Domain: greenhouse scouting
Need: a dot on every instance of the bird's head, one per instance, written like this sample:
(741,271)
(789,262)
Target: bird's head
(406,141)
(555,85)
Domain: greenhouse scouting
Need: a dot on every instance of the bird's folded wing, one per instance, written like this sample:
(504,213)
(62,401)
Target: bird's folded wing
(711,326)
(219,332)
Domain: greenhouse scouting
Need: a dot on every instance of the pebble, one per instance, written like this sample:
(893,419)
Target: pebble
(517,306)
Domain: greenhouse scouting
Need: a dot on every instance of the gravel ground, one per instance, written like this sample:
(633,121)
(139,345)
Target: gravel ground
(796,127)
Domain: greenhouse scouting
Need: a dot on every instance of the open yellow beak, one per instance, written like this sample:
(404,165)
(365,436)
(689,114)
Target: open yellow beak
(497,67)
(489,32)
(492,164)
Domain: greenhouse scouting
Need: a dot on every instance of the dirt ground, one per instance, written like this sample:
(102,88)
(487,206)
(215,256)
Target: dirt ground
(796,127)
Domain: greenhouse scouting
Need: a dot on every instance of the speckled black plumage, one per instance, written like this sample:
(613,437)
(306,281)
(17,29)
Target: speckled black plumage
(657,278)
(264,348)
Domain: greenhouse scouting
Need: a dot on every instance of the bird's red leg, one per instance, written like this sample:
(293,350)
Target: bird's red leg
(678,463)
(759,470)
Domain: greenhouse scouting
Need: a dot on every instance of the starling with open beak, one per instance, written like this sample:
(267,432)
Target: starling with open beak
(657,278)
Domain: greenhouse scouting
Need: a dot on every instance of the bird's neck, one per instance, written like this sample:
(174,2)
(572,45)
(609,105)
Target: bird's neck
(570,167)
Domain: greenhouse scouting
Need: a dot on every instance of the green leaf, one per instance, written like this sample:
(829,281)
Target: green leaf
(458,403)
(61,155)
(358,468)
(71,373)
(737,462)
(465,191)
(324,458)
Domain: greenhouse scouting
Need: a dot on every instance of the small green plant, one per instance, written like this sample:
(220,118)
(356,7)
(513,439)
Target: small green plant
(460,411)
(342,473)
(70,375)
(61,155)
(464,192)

--------------------------------

▶ **EXERCISE GOAL**: Pull out every line of the material above that contains the string "leaf". Case counts.

▶ **ANSWER IN FULL**:
Need: a dot on every instance of the green leaf, one per instance, written like this sample:
Target: green leaf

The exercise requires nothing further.